Dataset items
%%

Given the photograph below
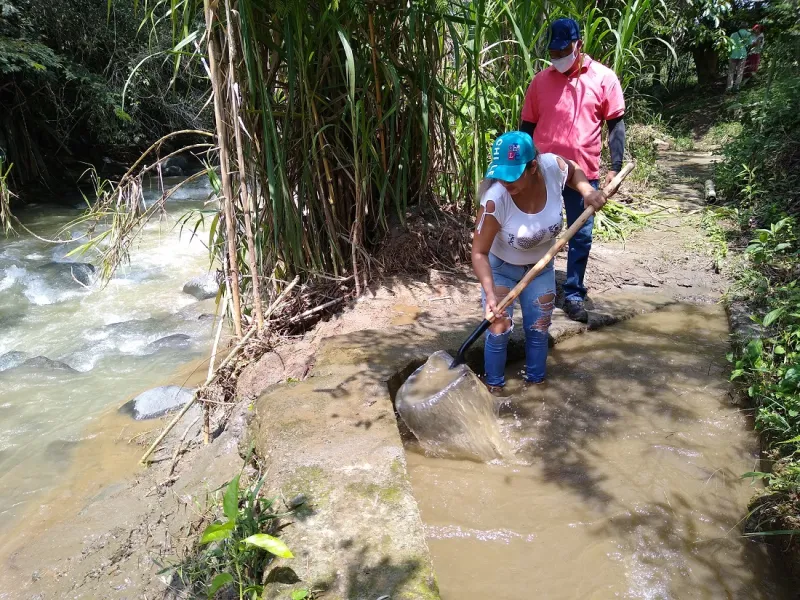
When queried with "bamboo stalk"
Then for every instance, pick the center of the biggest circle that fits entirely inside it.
(378, 99)
(189, 404)
(244, 196)
(227, 192)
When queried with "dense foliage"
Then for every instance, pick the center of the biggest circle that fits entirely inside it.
(63, 67)
(760, 177)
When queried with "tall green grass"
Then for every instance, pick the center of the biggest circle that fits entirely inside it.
(352, 112)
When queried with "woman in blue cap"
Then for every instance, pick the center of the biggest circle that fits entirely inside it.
(519, 219)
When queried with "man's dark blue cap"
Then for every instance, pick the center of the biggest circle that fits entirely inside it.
(563, 32)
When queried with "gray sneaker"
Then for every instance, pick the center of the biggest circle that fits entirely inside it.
(576, 310)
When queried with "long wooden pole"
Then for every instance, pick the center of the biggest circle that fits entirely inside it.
(227, 192)
(189, 404)
(609, 191)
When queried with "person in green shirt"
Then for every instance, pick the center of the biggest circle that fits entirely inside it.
(740, 42)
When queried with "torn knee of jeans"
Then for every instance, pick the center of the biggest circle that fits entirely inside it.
(507, 332)
(545, 303)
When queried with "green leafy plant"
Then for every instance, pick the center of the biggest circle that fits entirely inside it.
(773, 242)
(236, 550)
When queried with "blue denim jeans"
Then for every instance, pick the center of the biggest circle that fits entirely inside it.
(579, 245)
(536, 315)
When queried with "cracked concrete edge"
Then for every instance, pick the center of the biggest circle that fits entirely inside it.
(332, 442)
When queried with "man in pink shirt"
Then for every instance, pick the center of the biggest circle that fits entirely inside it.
(564, 110)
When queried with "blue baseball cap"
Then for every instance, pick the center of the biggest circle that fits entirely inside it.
(511, 153)
(563, 32)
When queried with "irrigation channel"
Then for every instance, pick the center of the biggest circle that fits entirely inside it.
(72, 351)
(624, 482)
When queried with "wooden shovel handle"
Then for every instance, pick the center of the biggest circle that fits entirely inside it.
(609, 191)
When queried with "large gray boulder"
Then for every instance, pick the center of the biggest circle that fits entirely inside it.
(202, 287)
(12, 359)
(67, 273)
(157, 402)
(43, 363)
(175, 341)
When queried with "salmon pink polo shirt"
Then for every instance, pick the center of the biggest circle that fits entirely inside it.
(569, 111)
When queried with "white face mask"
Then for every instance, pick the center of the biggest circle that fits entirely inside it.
(562, 65)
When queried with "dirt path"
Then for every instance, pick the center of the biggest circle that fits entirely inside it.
(114, 544)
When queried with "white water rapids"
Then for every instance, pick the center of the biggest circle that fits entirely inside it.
(100, 339)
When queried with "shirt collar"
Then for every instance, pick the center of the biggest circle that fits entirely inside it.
(587, 60)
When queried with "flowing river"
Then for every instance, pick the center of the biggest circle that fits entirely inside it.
(625, 482)
(72, 351)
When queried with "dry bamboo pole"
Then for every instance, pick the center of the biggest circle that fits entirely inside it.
(211, 362)
(274, 306)
(222, 139)
(244, 197)
(189, 404)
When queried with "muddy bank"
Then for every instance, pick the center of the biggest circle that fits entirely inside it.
(109, 541)
(333, 439)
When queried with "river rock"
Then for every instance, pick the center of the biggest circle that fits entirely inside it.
(172, 171)
(12, 359)
(202, 287)
(44, 363)
(70, 272)
(157, 402)
(174, 341)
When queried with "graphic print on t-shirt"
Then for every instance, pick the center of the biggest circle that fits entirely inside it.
(526, 243)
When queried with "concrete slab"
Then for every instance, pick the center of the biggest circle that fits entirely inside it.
(332, 444)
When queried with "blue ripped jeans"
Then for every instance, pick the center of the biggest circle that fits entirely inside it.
(579, 246)
(537, 309)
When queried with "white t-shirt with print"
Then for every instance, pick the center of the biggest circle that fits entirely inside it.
(525, 238)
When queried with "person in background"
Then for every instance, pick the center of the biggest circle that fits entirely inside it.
(740, 42)
(519, 220)
(754, 55)
(565, 107)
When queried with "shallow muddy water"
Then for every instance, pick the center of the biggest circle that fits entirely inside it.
(625, 482)
(92, 347)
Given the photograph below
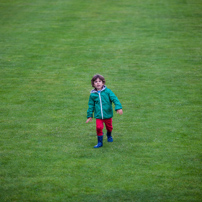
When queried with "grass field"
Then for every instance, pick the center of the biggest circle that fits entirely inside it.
(150, 53)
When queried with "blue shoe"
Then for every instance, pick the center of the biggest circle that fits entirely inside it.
(100, 140)
(109, 137)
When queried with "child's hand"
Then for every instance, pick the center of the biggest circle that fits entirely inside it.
(89, 119)
(120, 111)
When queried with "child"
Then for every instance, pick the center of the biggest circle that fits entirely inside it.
(100, 103)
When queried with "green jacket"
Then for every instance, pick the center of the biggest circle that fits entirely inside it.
(101, 104)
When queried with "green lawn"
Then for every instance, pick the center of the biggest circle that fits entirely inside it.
(150, 53)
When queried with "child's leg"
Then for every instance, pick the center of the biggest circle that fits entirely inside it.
(99, 127)
(109, 127)
(108, 124)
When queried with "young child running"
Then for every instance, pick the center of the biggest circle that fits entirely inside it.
(100, 103)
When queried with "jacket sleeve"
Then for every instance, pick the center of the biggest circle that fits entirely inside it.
(91, 107)
(115, 100)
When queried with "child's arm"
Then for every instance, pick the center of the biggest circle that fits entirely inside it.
(91, 107)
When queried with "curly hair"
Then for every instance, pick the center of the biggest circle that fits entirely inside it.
(96, 77)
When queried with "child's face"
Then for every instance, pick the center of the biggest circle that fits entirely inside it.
(98, 84)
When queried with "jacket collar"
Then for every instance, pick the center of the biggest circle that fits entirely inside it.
(95, 91)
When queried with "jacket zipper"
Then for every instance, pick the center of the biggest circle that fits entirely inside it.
(101, 104)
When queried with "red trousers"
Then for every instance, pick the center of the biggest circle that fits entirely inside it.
(100, 125)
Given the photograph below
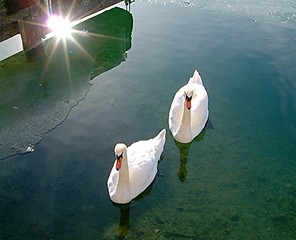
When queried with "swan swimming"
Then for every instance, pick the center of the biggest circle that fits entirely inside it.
(135, 168)
(189, 112)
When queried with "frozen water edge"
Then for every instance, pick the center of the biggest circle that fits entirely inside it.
(275, 12)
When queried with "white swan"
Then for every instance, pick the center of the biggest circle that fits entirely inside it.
(189, 110)
(135, 168)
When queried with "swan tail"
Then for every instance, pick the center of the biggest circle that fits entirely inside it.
(161, 135)
(196, 78)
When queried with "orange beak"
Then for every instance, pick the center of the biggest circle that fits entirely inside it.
(118, 162)
(188, 103)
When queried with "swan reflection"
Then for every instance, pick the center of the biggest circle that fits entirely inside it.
(184, 154)
(124, 220)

%%

| Exercise description |
Filter the rows above, keeping every line that contains the word "white".

| Finished task |
When queried with "white face mask"
When queried with "white water rapids"
When queried with "white t-shirt with print"
When queried with "white swan"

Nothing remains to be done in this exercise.